_Kaynak metin:_
Jeopolitik vaziyeti sebebiyle Kıbrıs’ın tek bir devletin otoritesi altında olması İsrail‘in işine gelmemiştir. Cumhurbaşkanı Makarios‘un Sovyet Rusya ile yakınlık kurması, dolayısıyla Rusya‘nın Akdeniz’e, hem de İsrail’in tam karşısına çöreklenmesi, ne Amerika‘nın, ne de İsrail’in işine gelirdi. 1959’da Menderes hükümeti, İngiltere ve Yunanistan’a rağmen, Lozan’da bütün haklarından vazgeçtiği ada üzerinde, yeniden hâkimiyet elde etmeyi başardı. Adada federatif Kıbrıs Cumhuriyeti kuruldu. 1967’de Yunanistan’da iktidara gelen albaylar cuntası, hamasi bir hava meydana getirip içteki hoşnutsuzluğu kamufle edebilmek için Kıbrıs’ı ilhaka kalktı. Bunun için Nikos Sampson Kıbrıs’ta darbe yaptı. Darbe, görünüşte Amerika ve İsrail’in lehine, Türkiye ve Rusya’nın aleyhine idi. Bu arada Türklere karşı provokatif olduğu çok açık katliâmlar başladı. Ankara, 1959 Zürih ve Londra Anlaşması ile adada kendisine garantörlük tanınan üç devletten biri idi. Bu hakkını kullandı. Makarios, Türkiye sayesinde makamına döndü. Son zamanlarda söz dinlemez olan albaylar cuntasının devrilmesi Washington’u sevindirdi. Ankara’daki solcu hükûmeti Kıbrıs’a müdahaleye kışkırtan Rusya idi. Ancak Türkiye düzeni sağladıktan sonra geri çekilmedi. Ada, Denktaş ve ekibinin istediği gibi bölündü. İki halk, yer değiştirmek zorunda kaldı. Amerika, Ankara’ya ambargo koydu. Türkiye ekonomisi çökmeye yüz tuttu.

_Verilenler:_
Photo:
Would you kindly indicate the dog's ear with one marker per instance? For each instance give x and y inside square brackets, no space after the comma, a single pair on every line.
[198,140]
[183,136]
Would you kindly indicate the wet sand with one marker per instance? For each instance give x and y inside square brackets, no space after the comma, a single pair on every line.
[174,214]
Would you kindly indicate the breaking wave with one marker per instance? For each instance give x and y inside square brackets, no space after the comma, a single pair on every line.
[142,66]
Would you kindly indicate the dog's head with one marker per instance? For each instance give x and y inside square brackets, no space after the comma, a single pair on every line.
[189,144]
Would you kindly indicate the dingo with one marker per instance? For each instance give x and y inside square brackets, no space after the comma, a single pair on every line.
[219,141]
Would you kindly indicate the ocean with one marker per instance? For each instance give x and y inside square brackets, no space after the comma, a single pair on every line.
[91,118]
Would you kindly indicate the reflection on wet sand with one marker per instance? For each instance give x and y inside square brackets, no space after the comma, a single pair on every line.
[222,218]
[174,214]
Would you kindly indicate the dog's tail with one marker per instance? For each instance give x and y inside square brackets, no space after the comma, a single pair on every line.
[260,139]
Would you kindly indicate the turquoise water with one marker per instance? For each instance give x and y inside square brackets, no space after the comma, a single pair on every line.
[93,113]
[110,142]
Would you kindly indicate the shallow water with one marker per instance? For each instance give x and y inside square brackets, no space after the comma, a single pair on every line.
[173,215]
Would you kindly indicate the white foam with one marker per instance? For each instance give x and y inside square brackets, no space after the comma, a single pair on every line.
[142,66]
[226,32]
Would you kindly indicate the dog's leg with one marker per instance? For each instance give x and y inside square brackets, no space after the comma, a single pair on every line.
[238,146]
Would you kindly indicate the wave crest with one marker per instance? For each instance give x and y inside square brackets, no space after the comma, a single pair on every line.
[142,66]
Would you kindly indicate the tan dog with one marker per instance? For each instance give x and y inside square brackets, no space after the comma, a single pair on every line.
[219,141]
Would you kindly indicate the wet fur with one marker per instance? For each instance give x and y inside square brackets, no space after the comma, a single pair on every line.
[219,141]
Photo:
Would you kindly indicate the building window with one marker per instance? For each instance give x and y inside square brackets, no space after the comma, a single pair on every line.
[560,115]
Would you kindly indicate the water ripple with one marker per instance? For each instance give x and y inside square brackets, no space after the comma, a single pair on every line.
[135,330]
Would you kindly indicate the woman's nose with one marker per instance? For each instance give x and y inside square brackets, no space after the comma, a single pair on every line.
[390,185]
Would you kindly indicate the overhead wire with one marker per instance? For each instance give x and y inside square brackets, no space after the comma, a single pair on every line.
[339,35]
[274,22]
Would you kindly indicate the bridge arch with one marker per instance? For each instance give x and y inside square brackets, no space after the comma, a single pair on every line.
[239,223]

_Görev:_ Kıbrıs üzerine olan metne göre albaylar cuntasının adayı ilhak girişimi için Kıbrıs'ta darbeyi kim yaptı?

_Çözüm:_ Nikos Sampson.